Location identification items
__________

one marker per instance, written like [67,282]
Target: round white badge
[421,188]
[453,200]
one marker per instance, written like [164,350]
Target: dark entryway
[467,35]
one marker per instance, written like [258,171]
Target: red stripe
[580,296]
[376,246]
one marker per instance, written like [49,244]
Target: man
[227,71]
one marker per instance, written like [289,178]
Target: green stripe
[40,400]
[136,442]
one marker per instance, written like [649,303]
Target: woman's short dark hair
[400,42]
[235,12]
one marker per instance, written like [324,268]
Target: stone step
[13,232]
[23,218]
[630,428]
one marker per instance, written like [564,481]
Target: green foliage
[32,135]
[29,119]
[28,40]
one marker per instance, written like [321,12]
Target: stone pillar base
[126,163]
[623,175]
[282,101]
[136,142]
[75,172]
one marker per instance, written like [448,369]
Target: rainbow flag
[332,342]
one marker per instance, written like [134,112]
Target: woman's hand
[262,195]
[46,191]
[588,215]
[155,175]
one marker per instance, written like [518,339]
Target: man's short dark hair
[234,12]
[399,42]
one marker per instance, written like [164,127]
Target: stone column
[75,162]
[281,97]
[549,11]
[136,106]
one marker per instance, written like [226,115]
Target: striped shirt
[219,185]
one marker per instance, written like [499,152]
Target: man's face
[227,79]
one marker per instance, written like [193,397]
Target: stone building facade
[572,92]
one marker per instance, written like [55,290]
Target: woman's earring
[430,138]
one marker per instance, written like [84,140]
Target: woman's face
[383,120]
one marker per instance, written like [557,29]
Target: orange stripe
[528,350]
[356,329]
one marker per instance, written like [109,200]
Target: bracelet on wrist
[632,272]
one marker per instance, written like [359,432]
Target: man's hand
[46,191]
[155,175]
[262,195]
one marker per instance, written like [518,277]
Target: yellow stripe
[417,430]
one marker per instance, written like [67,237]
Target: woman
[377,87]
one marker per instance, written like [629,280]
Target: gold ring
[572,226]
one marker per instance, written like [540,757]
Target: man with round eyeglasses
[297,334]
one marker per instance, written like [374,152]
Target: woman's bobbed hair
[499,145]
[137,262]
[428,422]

__________

▶ Required task: Quote all the records exactly, please, leaving none out.

▶ Solution for this task:
one marker per instance, written like [67,282]
Target: round white badge
[421,188]
[453,200]
one marker per instance, written like [164,350]
Target: dark entryway
[467,35]
one marker per instance, written like [258,171]
Target: red stripe
[580,296]
[376,246]
one marker per instance, written like [49,244]
Target: man
[227,71]
one marker per instance, written like [289,178]
Target: green stripe
[40,400]
[136,442]
one marker per instance, written like [649,303]
Target: woman's short dark hair
[400,42]
[235,12]
one marker per instance, written like [324,268]
Target: stone step
[13,232]
[23,218]
[630,428]
one marker per instance, written like [564,481]
Target: green foliage
[32,135]
[29,119]
[28,40]
one marker per instance, written like [321,12]
Target: stone pillar base
[126,163]
[623,175]
[282,101]
[136,142]
[75,172]
one marker per instance, written like [448,369]
Target: rainbow flag
[332,342]
one marker per instance, written like [134,112]
Target: woman's hand
[262,195]
[46,191]
[588,215]
[155,175]
one marker per instance, written like [518,339]
Target: man's short dark hair
[234,12]
[399,42]
one marker per instance, written like [164,127]
Target: stone column
[75,162]
[281,97]
[549,11]
[136,106]
one marker per instance, written like [226,115]
Target: striped shirt
[219,185]
one marker per instance, written like [499,152]
Target: man's face
[227,79]
one marker per instance, written like [193,397]
Target: stone building facade
[572,92]
one marker per instance, written like [55,290]
Target: woman's earring
[430,138]
one marker per instance, written like [84,140]
Target: woman's face
[383,120]
one marker per instance, written like [557,29]
Target: orange stripe
[528,350]
[356,329]
one marker per instance, written like [109,200]
Target: bracelet on wrist
[632,272]
one marker per instance, written like [359,432]
Target: man's hand
[46,191]
[155,175]
[262,195]
one marker per instance, written like [518,277]
Target: yellow stripe
[417,430]
one marker per instance, written like [67,237]
Target: woman
[377,87]
one marker per instance, written like [629,280]
Target: gold ring
[572,226]
one marker per instance, written like [540,757]
Target: man with round eyeglasses
[297,334]
one marker per instance, written like [374,152]
Target: woman's bobbed hair
[499,145]
[137,262]
[428,422]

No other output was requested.